空间复杂度低，N 个线程，L 个锁，每个线程获取一个锁，则存储空间为O(N+L)
NUMA 架构的 CPU 上，性能差。每个 CPU 都有自己的内存，如果前驱节点不在同一个 CPU 内存上，由于内存位置比较远，在自旋判断前驱节点的 locked 属性时，性能很差。不过在 SMP 架构的 CPU 上，不存在这个问题，性能依旧很高。

Java 的 AbstractQueuedSynchronizer(简称为 AQS)就是基于 CLH Lock 思想实现的。

#K42 Lock

K42 Lock 是一种 MCS Lock 的变种，由 IBM K42 Group 提出，避免了加锁时需要多传一个参数的问题。

// Locks and queue nodes use the same data structure:
type lnode = record
    next : ^lnode
    union
        locked : Boolean    // for queue nodes
        tail : ^lnode       // for locks
type lock = lnode

// If threads are waiting for a held lock, next points to the queue node
// of the first of them, and tail to the queue node of the last.
// A held lock with no waiting threads has value <&head, nil>.
// A free lock with no waiting threads has value <nil, nil>.

procedure acquire_lock (L : ^lnode)
    I : lnode
    loop
        predecessor : ^lnode := L->tail
        if predecessor = nil
            // lock appears not to be held
            if compare_and_store (&L->tail, nil, &L->next)
                // I have the lock
                return
        else
            // lock appears to be held
            I.next := nil
            if compare_and_store (&L->tail, predecessor, &I)
                // I'm in line
                I.locked := true
                predecessor->next := &I
                repeat while I.locked             // wait for lock

                // I now have the lock
                successor : ^lnode := I.next
                if successor = nil
                    L->next := nil
                    if ! compare_and_store (&L->tail, &I, &L->next)
                        // somebody got into the timing window
                        repeat
                            successor := I.next
                        while successor = nil     // wait for successor
                        L->next := successor
                    return
                else
                    L->next := successor
                    return

procedure release_lock (L : ^lnode)
    successor : ^lnode := L->next
    if successor = nil        // no known successor
        if compare_and_store (&L->tail, &L->next, nil)
            return
        repeat
            successor := L->next
        while successor = nil             // wait for successor
    successor->locked := false

#HCLH Lock

A Hierarchical CLH Queue Lock

#MCS Parking Lock

#总结

Non-scalable locks are dangerous.
各种 Scalable Spinlock 的总结伪代码: https://www.cs.rochester.edu/research/synchronization/pseudocode/ss.html

#Lock-based Concurrency

#Sequence Lock

序列锁是一种乐观读写锁，主要在 Linux 内核中使用。

数据结构:

序列锁实例 : 一个整数 seq，初始化为 0。

加锁(写锁)操作:

读取 seq 的值 cur_seq。
如果 cur_seq 的值是偶数
1. 尝试 CAS(seq, cur_seq, cur_seq + 1)
2. 如果成功，返回 cur_seq
回到第 1 步重试。

解锁(写锁)操作:

seq = seq + 2

加锁(读锁)操作:

读取 seq 的值 cur_seq。
如果 cur_seq 的值是偶数，则返回 cur_seq
回到第 1 步重试。

## 数据集行

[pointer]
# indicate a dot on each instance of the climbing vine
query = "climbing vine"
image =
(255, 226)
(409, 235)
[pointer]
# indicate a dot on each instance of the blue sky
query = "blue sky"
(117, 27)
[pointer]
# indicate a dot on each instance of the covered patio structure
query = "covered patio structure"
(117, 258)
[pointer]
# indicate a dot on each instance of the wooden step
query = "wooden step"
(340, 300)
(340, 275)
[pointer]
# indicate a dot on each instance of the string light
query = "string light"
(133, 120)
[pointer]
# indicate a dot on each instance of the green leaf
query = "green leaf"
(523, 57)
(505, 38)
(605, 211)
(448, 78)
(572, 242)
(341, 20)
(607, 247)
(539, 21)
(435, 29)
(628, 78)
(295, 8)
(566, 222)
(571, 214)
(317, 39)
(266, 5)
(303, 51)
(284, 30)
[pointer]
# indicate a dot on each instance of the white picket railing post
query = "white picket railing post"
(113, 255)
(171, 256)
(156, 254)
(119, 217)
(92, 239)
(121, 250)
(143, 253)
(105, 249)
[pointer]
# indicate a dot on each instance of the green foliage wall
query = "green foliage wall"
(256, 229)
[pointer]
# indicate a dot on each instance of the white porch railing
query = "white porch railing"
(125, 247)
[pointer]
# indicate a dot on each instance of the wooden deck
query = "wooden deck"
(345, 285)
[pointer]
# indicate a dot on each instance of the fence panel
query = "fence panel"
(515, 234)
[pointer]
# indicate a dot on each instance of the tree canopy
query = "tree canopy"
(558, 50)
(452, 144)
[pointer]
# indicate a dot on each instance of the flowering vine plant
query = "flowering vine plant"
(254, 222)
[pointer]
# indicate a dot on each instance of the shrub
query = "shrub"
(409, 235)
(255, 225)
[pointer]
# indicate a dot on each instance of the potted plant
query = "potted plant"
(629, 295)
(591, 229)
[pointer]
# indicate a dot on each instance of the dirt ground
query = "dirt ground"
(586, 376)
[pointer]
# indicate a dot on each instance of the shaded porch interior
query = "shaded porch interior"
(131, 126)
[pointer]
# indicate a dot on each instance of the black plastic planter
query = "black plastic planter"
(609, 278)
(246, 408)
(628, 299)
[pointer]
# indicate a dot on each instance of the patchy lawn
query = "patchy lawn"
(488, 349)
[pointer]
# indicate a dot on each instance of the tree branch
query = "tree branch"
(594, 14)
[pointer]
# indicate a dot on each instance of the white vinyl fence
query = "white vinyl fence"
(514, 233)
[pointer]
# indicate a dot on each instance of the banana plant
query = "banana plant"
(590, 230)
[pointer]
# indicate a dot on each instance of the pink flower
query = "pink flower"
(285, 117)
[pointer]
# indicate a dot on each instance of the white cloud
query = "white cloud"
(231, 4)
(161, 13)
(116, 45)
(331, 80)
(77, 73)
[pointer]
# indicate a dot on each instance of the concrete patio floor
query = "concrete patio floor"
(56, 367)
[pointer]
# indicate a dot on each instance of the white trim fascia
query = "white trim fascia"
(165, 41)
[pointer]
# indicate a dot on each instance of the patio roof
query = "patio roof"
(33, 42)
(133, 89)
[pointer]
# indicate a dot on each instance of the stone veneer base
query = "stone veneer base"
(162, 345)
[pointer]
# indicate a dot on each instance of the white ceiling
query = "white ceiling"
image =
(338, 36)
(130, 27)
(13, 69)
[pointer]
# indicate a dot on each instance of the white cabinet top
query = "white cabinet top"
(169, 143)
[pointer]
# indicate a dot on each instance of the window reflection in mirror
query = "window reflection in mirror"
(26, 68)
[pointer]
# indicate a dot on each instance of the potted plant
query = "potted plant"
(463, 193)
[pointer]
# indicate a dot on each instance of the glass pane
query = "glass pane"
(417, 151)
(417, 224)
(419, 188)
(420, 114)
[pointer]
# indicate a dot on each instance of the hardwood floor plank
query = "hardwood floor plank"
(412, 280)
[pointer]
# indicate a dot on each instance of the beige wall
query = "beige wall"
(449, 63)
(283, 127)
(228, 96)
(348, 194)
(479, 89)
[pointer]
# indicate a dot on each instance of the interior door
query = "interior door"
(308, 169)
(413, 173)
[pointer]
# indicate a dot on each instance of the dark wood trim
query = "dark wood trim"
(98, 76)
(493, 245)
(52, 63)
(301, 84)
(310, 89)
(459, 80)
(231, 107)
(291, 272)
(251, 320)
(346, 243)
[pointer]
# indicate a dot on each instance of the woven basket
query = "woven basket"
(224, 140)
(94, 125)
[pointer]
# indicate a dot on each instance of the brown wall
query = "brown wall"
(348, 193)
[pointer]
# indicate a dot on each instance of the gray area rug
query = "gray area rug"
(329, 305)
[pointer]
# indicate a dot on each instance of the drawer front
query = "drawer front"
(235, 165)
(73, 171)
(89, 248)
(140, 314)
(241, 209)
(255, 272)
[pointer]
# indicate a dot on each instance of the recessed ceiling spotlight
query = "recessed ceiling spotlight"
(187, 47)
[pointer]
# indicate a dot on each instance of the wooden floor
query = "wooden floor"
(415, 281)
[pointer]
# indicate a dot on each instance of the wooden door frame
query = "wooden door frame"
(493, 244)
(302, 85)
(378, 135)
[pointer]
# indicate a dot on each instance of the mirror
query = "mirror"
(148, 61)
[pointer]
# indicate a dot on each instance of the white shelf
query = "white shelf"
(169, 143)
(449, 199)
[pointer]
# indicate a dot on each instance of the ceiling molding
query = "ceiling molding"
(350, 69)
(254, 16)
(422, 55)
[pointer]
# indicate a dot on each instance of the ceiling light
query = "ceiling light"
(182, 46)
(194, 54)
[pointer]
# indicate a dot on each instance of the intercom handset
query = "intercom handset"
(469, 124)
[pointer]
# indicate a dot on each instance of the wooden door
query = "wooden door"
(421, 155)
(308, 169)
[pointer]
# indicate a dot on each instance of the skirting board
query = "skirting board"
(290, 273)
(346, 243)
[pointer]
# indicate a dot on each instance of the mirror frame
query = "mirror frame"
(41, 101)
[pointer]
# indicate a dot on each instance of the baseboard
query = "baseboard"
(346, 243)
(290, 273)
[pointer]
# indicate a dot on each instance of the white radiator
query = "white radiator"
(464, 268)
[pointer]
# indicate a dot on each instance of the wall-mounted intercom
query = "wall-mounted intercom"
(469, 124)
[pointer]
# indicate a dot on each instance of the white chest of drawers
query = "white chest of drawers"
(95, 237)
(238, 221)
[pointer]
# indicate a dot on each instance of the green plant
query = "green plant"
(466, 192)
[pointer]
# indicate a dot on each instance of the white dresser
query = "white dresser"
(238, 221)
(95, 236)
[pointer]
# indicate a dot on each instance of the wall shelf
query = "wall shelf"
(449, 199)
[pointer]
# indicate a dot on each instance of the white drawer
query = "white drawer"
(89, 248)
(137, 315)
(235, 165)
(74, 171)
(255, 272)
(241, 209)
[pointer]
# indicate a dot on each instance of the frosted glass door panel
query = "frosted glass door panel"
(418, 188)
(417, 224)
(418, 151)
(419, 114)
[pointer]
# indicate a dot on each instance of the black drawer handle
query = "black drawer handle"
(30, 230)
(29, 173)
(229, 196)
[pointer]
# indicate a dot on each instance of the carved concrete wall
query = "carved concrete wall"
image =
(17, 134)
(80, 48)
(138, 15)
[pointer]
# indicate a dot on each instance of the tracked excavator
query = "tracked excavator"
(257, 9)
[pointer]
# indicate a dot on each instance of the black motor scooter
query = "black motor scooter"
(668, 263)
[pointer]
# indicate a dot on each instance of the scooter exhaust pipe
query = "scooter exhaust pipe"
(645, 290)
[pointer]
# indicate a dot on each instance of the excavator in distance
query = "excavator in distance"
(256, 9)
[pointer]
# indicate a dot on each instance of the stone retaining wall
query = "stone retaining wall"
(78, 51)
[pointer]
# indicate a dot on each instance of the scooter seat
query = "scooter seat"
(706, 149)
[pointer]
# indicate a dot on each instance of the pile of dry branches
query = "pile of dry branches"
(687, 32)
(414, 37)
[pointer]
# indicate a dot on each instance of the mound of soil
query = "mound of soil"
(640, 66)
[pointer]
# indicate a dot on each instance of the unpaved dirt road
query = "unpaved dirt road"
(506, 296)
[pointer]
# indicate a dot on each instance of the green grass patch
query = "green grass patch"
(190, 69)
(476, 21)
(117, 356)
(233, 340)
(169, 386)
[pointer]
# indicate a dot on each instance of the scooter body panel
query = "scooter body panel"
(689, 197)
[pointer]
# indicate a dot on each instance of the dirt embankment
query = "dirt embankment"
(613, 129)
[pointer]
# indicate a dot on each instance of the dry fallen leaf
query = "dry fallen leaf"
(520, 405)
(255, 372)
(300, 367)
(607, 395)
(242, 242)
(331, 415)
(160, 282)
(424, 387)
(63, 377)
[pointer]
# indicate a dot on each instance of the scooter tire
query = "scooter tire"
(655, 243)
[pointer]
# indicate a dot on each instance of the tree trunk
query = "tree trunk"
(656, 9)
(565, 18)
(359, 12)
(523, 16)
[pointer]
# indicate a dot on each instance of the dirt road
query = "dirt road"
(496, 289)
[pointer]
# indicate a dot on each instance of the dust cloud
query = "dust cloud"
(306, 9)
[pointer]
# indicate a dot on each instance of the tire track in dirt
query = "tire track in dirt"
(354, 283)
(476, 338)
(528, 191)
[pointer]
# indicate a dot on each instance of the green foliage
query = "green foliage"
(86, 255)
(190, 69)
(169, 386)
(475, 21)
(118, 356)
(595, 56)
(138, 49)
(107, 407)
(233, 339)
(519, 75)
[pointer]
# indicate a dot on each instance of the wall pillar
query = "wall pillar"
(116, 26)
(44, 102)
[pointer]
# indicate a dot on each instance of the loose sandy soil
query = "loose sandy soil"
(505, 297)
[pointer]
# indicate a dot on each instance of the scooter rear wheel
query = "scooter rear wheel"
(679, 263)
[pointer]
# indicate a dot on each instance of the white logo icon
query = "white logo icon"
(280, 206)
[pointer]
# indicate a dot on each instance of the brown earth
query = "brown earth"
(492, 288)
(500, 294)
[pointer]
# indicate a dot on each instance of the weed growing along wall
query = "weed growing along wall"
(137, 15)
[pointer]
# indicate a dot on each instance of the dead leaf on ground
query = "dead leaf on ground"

==

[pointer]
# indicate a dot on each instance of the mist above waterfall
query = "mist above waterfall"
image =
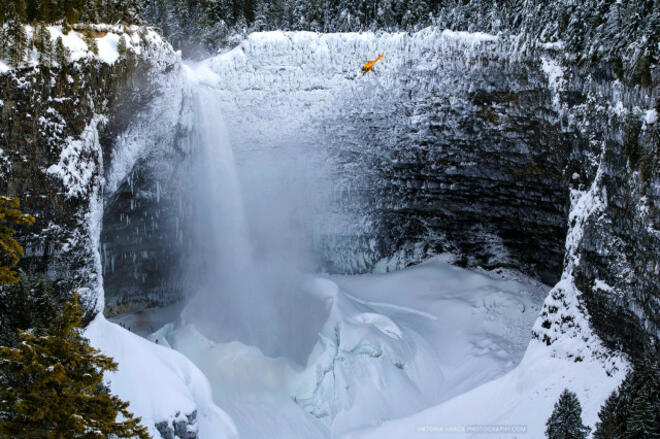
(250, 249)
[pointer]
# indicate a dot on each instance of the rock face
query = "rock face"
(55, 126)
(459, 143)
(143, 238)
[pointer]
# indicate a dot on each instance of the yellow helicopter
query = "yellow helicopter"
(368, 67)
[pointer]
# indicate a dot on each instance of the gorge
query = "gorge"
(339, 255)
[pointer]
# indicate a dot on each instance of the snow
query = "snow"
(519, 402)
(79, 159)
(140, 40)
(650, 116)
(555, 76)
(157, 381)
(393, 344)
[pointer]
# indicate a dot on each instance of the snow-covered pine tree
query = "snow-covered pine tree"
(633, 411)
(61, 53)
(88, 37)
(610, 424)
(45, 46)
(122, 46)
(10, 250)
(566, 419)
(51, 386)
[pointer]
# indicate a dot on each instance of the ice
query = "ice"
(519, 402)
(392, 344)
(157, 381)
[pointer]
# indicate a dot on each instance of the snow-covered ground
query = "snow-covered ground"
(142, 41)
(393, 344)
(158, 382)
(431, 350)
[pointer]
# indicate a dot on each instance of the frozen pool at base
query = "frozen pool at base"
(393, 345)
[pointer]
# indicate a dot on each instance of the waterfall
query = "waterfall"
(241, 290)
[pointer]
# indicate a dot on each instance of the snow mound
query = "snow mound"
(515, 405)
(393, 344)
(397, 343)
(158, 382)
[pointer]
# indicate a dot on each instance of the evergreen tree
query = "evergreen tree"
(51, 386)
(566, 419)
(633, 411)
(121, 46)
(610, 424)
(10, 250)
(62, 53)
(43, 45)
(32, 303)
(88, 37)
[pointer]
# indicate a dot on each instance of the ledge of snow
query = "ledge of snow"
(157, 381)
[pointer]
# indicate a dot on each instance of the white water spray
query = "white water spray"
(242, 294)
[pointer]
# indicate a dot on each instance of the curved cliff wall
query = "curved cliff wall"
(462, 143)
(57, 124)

...

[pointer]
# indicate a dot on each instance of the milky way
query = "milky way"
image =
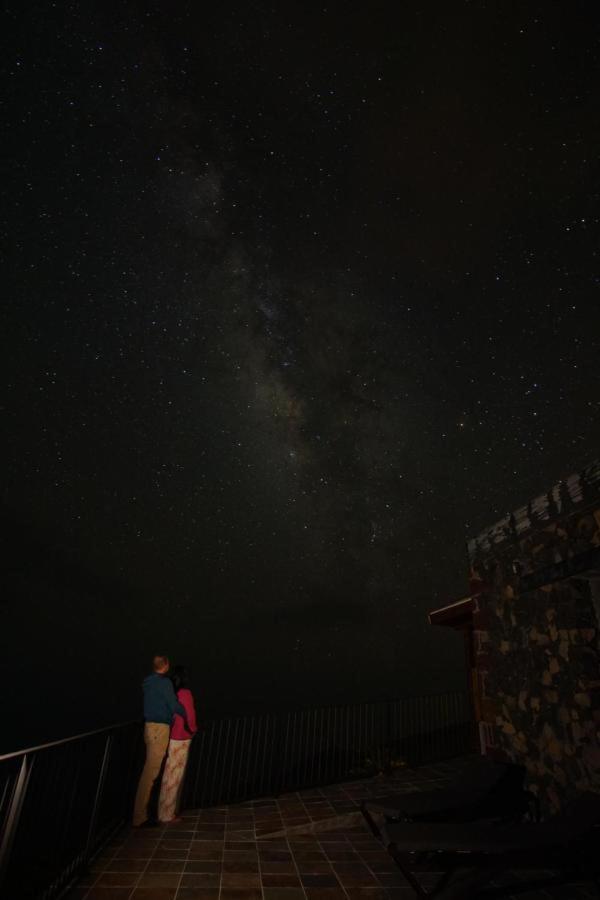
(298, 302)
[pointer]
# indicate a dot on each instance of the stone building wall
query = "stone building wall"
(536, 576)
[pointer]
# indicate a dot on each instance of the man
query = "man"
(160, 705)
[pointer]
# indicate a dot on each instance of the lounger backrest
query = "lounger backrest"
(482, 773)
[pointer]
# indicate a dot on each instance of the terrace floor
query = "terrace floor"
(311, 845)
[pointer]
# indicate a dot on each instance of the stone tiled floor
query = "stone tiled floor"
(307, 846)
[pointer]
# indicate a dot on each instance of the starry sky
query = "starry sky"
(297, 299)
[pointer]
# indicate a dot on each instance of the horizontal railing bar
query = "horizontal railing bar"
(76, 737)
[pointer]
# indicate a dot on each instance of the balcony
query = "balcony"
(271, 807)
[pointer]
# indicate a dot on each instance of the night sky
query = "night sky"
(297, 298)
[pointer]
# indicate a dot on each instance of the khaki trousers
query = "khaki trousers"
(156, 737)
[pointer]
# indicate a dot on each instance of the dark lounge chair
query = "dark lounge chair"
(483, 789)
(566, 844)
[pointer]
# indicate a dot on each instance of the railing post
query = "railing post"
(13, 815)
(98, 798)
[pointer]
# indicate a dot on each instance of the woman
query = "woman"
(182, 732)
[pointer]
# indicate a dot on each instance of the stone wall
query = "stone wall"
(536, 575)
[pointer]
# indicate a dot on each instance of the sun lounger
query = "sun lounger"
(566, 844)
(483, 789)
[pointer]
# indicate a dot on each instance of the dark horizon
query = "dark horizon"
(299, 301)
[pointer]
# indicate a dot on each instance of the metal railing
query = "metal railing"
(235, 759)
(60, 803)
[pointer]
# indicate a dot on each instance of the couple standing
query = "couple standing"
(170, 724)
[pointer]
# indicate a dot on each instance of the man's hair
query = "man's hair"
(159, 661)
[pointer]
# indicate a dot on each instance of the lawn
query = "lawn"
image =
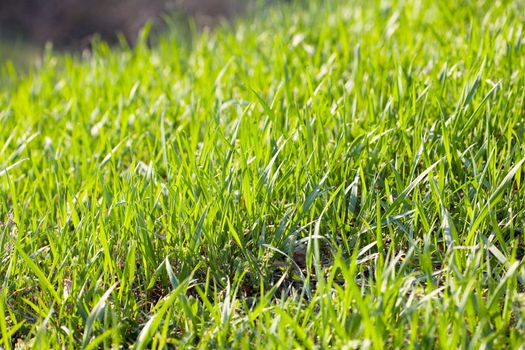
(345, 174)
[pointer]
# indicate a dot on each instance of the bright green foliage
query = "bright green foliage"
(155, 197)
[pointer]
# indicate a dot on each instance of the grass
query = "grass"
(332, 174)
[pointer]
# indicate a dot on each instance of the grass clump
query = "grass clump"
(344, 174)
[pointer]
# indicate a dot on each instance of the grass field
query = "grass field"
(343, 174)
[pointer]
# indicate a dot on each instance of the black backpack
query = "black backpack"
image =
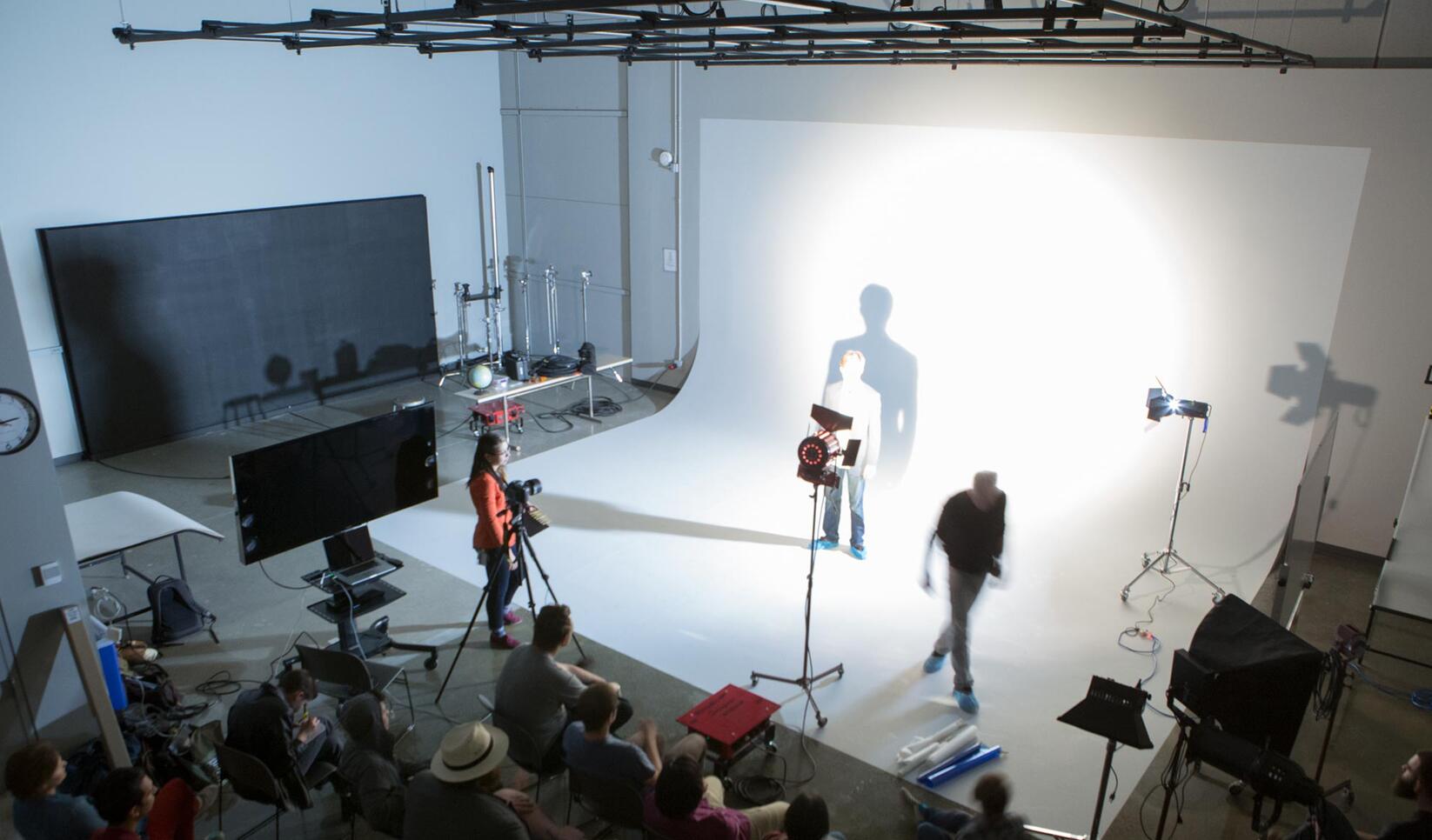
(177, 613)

## 待完成练习
A. 请引用原文摘录中的一段，从含有"#Sequence Lock"的词句开始，到"cur_seq + 1)"之后停止。
B. 请判断以下三项陈述是否与原文摘录相符：(i) K42 Lock 是 MCS Lock 的一种变种，由 IBM K42 Group 提出；(ii) 序列锁实例中的整数 seq 初始化为 1；(iii) Java 的 AQS 是基于 CLH Lock 思想实现的。每项回答"是"或"否"，并原样引用原文中起决定作用的词句。
这些行与原文摘录并无关联。

## 练习答案
A.
#Sequence Lock

序列锁是一种乐观读写锁，主要在 Linux 内核中使用。

数据结构:

序列锁实例 : 一个整数 seq，初始化为 0。

加锁(写锁)操作:

读取 seq 的值 cur_seq。
如果 cur_seq 的值是偶数
1. 尝试 CAS(seq, cur_seq, cur_seq + 1)

B.
(i) 是，"K42 Lock 是一种 MCS Lock 的变种，由 IBM K42 Group 提出"。
(ii) 否，"一个整数 seq，初始化为 0"。
(iii) 是，"Java 的 AbstractQueuedSynchronizer(简称为 AQS)就是基于 CLH Lock 思想实现的"。